=== About this task ===
Copy out lines with the word "face" from the material that follows.
⁂
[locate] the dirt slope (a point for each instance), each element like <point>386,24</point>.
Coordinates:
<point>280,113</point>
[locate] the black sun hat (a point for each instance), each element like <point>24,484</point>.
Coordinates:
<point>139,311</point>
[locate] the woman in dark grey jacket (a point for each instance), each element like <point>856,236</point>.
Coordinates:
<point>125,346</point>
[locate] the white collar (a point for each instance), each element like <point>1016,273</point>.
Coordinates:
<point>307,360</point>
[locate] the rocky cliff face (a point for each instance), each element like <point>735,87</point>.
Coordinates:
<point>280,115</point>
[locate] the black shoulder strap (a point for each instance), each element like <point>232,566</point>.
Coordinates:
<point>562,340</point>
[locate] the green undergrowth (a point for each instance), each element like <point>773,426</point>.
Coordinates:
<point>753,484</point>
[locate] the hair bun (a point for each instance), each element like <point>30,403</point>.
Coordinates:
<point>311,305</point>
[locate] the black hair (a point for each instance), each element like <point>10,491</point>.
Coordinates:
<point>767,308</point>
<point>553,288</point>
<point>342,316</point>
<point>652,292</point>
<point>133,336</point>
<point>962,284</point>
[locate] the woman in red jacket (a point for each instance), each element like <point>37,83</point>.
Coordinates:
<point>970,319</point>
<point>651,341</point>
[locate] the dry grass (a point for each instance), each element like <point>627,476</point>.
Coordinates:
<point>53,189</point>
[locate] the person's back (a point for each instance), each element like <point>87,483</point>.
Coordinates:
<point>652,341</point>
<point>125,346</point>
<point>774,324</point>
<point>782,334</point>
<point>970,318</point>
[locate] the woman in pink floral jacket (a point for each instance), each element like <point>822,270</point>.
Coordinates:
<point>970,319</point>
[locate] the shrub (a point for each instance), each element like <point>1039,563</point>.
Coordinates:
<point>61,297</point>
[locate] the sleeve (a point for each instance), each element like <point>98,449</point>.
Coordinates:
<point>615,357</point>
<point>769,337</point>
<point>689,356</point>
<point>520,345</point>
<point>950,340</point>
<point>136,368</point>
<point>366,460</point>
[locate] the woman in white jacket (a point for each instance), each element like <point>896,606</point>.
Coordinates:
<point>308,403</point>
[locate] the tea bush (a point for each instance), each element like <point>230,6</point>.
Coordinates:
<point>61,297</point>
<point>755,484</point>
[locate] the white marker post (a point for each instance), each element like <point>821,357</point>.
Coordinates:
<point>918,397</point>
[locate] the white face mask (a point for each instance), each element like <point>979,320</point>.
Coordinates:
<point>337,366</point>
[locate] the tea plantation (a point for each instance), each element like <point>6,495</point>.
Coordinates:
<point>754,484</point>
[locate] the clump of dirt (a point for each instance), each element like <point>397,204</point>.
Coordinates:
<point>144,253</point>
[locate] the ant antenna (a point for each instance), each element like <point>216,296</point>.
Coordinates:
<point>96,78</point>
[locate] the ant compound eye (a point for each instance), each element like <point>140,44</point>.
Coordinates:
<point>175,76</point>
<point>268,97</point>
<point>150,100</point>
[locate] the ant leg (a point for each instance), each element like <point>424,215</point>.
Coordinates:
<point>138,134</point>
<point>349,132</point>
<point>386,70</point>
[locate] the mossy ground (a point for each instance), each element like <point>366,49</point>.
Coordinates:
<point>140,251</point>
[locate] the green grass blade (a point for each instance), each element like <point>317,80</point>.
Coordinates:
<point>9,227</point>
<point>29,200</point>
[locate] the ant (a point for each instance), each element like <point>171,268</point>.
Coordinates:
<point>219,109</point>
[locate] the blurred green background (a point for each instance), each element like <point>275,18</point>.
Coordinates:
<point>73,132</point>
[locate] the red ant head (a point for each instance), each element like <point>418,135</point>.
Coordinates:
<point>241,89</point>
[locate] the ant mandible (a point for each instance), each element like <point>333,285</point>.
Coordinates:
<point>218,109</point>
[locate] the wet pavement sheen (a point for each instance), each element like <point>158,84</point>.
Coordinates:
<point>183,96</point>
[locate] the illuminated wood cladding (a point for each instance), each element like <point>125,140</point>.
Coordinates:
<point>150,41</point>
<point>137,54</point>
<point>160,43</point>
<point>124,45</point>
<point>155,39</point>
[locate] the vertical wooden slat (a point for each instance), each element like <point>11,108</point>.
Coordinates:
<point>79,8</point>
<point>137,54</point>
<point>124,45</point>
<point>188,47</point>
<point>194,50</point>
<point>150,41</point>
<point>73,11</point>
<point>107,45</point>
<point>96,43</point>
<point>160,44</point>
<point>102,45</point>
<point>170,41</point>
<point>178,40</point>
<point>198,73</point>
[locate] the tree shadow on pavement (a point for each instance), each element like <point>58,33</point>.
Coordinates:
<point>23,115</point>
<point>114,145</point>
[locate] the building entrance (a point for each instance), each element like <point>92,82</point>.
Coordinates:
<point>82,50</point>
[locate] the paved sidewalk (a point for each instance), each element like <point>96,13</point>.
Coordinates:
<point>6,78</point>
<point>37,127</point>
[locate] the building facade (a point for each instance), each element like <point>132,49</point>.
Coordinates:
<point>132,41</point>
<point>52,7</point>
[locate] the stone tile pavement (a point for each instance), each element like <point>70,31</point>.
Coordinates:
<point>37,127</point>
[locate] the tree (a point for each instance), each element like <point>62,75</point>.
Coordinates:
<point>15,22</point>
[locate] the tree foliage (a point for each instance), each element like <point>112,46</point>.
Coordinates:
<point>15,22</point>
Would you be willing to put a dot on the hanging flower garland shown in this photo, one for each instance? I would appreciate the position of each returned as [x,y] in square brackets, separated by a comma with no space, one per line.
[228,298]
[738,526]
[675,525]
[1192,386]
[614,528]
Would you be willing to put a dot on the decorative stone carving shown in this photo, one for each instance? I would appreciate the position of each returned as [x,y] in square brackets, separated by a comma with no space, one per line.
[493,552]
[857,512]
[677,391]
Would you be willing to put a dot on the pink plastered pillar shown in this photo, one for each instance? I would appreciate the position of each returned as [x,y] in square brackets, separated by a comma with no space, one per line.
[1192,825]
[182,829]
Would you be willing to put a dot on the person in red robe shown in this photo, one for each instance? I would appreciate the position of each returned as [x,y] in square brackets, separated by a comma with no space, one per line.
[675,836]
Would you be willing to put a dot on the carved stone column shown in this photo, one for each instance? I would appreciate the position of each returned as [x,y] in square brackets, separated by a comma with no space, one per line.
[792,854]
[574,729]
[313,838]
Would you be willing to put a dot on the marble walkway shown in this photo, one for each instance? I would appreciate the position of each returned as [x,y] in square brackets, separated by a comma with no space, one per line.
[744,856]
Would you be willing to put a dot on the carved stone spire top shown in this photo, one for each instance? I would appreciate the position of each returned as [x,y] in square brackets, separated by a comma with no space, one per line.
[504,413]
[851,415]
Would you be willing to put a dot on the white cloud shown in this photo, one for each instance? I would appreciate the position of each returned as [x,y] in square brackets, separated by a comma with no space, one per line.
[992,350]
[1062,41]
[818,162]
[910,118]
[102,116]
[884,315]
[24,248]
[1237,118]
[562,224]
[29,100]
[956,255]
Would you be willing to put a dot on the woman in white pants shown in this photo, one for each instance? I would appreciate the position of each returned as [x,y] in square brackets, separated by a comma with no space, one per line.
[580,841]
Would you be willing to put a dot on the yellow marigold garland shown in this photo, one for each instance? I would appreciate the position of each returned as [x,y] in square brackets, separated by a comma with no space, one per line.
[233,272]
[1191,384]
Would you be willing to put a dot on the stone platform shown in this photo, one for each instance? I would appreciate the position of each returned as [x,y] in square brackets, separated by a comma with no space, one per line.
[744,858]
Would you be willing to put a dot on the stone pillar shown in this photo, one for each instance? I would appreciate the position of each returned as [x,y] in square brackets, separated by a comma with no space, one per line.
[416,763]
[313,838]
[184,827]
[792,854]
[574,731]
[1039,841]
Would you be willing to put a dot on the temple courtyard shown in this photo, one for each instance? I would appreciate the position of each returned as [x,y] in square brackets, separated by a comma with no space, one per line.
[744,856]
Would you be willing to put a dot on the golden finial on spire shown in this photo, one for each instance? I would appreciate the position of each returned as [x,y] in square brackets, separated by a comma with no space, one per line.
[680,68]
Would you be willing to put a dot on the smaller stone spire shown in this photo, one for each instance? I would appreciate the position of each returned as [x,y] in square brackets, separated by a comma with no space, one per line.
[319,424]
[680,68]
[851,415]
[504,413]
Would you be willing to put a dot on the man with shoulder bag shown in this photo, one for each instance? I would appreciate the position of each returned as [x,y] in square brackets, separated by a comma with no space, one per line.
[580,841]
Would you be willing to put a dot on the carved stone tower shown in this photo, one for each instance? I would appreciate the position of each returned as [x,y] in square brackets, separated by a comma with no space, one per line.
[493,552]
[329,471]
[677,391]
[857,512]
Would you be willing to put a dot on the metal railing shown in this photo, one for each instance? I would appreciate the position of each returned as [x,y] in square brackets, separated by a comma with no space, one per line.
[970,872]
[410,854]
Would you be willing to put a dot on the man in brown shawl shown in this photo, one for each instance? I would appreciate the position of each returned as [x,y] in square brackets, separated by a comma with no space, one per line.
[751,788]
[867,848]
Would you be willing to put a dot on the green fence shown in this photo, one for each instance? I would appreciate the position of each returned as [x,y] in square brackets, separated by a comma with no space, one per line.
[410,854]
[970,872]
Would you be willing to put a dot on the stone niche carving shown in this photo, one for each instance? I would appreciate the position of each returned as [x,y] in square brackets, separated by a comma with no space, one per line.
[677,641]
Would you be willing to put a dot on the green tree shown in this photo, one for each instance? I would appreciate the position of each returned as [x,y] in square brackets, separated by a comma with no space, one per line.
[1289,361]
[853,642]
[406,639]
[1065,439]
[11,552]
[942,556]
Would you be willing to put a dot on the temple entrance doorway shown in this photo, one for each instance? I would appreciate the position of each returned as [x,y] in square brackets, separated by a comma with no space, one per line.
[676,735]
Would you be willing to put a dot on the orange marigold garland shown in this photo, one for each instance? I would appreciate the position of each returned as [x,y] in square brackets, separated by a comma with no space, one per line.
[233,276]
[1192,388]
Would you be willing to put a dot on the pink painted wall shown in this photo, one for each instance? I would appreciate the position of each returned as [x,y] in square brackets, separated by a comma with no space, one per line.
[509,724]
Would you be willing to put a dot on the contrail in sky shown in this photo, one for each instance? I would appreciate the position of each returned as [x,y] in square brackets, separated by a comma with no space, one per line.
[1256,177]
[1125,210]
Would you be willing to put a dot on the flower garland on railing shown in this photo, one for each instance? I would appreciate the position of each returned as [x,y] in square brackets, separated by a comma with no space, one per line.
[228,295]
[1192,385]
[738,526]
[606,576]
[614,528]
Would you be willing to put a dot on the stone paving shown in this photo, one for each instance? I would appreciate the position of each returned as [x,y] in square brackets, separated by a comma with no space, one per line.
⁂
=== Written response ===
[locate] the rocky cliff face (a point for each instance), each element like <point>735,87</point>.
[locate] the white face mask (a point for each instance), each element like <point>979,320</point>.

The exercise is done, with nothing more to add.